* Given exercise *
Copy the stretch of data from the line containing "I'd be grateful if you could point out where the green" through the line containing "[[0, 196, 655, 249], [0, 782, 325, 896]]", substituting "grassy slope" for "green hillside" and leaving everything else unchanged.

* Records provided *
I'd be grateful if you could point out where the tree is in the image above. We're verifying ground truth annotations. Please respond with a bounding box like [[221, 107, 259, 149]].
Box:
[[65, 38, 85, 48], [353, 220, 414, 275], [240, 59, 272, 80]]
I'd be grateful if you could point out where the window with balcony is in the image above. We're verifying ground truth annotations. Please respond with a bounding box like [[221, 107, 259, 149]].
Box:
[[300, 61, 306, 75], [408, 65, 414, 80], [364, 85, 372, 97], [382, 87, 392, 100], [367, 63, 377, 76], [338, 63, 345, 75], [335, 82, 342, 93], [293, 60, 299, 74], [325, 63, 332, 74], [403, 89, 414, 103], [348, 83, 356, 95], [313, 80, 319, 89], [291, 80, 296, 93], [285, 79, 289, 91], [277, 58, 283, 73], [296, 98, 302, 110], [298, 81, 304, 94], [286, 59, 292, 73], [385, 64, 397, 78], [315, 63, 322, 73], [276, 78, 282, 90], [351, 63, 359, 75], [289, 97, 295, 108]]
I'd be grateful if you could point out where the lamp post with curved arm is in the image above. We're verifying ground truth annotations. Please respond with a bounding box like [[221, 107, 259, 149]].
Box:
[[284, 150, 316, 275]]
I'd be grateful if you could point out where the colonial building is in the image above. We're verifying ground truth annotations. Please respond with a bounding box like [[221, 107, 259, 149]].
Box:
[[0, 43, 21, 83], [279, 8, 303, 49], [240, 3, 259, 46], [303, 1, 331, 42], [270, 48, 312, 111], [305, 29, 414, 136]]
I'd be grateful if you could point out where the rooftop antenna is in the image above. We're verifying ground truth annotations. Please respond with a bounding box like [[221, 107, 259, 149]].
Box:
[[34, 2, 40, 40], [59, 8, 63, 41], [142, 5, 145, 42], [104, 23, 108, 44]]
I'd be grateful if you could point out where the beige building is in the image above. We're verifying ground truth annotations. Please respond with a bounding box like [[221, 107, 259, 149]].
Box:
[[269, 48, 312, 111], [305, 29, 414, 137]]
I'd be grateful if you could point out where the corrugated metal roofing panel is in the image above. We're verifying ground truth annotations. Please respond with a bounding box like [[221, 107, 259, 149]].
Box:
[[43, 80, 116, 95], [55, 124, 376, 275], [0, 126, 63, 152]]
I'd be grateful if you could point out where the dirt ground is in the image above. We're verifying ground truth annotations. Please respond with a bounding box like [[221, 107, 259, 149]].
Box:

---

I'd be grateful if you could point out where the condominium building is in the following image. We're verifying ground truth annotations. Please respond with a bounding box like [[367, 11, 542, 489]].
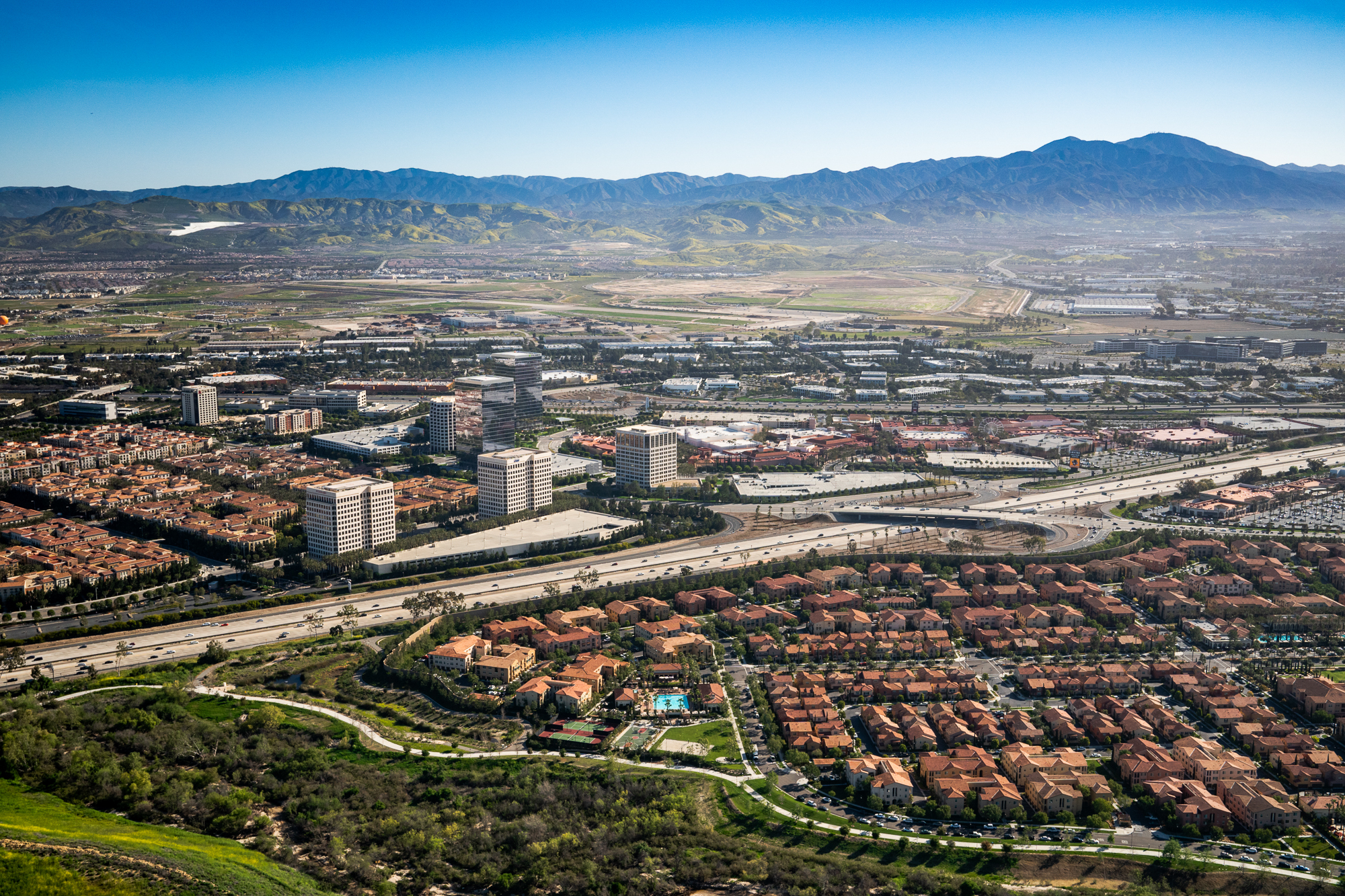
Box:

* * *

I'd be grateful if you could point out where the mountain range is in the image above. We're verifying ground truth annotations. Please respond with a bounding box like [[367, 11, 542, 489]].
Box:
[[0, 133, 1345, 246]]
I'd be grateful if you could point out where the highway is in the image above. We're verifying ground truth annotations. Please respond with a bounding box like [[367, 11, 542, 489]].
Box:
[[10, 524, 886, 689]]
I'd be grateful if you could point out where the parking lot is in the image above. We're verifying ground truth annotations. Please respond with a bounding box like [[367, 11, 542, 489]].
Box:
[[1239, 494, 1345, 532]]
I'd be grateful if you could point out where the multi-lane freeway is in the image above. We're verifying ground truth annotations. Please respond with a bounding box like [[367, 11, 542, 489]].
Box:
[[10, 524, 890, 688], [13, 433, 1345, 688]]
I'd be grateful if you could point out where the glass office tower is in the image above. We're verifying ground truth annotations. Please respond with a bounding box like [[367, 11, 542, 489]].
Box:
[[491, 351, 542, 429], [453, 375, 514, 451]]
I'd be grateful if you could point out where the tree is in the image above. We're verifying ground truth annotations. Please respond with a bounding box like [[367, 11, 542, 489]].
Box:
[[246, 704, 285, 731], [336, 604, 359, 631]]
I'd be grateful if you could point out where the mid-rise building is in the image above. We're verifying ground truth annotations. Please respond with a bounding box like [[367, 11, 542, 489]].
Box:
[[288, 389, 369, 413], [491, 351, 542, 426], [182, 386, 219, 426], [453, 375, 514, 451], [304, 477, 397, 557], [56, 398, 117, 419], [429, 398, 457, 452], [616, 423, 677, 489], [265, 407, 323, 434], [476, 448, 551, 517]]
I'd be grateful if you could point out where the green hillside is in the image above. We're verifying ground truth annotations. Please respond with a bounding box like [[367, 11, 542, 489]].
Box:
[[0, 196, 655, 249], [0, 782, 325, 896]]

* Reply *
I'd be grateful if you could point out where the grassy slope is in the image above. We're verifying ground truth annotations. Please respond with a bounding box like [[367, 11, 542, 489]].
Box:
[[0, 196, 655, 249], [0, 782, 325, 896]]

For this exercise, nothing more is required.